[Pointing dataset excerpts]
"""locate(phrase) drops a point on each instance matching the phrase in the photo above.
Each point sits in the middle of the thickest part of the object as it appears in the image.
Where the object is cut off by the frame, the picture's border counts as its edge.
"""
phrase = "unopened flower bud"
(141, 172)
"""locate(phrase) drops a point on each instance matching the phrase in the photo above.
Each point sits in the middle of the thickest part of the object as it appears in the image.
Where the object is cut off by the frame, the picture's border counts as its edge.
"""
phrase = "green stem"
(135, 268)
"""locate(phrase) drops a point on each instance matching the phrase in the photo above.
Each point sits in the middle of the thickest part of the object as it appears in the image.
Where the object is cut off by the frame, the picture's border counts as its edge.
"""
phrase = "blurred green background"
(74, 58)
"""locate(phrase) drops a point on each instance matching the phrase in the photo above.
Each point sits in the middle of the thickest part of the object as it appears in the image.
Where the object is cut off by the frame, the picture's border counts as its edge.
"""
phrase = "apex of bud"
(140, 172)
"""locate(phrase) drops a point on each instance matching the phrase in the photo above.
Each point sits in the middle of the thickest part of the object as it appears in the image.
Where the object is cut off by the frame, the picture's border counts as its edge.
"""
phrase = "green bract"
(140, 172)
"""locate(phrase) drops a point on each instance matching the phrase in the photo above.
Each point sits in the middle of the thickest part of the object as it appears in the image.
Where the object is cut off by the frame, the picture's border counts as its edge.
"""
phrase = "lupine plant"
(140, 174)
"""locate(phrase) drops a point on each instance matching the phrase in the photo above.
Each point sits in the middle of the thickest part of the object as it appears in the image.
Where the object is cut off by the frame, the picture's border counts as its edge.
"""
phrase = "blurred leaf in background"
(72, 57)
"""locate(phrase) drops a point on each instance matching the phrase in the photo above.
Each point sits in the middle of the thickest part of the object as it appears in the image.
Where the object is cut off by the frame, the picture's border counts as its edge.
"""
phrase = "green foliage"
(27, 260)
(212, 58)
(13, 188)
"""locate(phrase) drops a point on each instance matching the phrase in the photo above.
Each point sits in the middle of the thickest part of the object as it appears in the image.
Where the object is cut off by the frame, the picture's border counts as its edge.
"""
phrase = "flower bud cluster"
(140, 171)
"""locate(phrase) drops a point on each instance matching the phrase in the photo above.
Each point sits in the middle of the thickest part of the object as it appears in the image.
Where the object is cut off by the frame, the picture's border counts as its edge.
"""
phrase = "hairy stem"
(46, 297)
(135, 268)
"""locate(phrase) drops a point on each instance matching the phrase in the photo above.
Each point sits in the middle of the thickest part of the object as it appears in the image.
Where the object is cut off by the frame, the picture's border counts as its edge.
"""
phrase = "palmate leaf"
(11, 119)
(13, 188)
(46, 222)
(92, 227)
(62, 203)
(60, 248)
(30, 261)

Exercise task: Make a verbatim copy of every entry shown above.

Complete response:
"""locate(phrase) drops a point on each instance matching the phrase in the photo above.
Each point sits in the middle of the thickest part of the object as it appears in the image.
Where the object is cut off by the frame, the picture's border counts as its edge.
"""
phrase = "unopened flower bud"
(141, 172)
"""locate(phrase) drops a point on each instance matching the phrase in the photo above.
Each point sits in the middle of the thickest part of the object as it appears in the image.
Where the object is cut off by the frame, the picture's border counts as its edge.
"""
phrase = "green stem"
(135, 268)
"""locate(phrase) drops a point on each instance matching the phrase in the photo above.
Each point sits in the middle of the thickest part of the object as it appears in the image.
Where the object is cut off by the frame, the picture's border counts as its edge.
"""
phrase = "blurred green background"
(74, 58)
"""locate(phrase) drops a point on each instance matching the phrase in the photo above.
Each point sits in the middle of the thickest part of the object as it appears in the image.
Where the object is cut off by the frame, the picture's border counts as its edge.
"""
phrase = "apex of bud"
(140, 172)
"""locate(phrase) drops a point on each instance matching the phrase in the photo above.
Each point sits in the middle of the thickest part of the object as it appears in the image.
Where the object is cut off by the frame, the picture's border counts as its edge.
"""
phrase = "green bract"
(140, 172)
"""locate(phrase) drops a point on each instance matching the phrase in the photo above.
Each point sits in the middle of the thickest part of the object as it appears in the image.
Where the object is cut off by the frame, the picture's border counts as its edge.
"""
phrase = "lupine plant"
(140, 174)
"""locate(phrase) drops a point on each instance matching the phrase in the photo above.
Each point sits in the middle of the thickest part of the object as it appears in the image.
Where the object is cut off by the frame, the picture's border counts as its edge.
"""
phrase = "blurred leaf in background"
(72, 57)
"""locate(phrase) drops a point on each instance matching the phrase in the photo above.
Each point sits in the middle of the thickest part of the object as it appears in the image.
Where the object is cut off by the frame, the picture's border counts as its edge.
"""
phrase = "green foliage"
(27, 260)
(212, 58)
(13, 188)
"""locate(phrase) drops a point on each instance matching the phrase in the photo above.
Each point sits in the middle of the thickest part of the object as it appears in the image.
Where the object is cut off by the frame, the picture's border counts as its edge.
"""
phrase = "flower bud cluster"
(140, 171)
"""locate(phrase) drops a point on each instance matching the phrase in the photo above.
Each point sits in the middle of the thickest part of the object as it appears in the image.
Where the object is cut off by the frame, the picture's border counts as its edge.
"""
phrase = "hairy stem"
(46, 297)
(135, 268)
"""locate(phrase) drops a point on each instance matching the phrase in the photo above.
Each point sits in the middle of the thickest part of the object as it appears in the image.
Where the object is cut off by the frame, the picture's border counts as its edge.
"""
phrase = "palmate leaf"
(11, 119)
(13, 188)
(46, 222)
(92, 227)
(62, 203)
(60, 248)
(30, 261)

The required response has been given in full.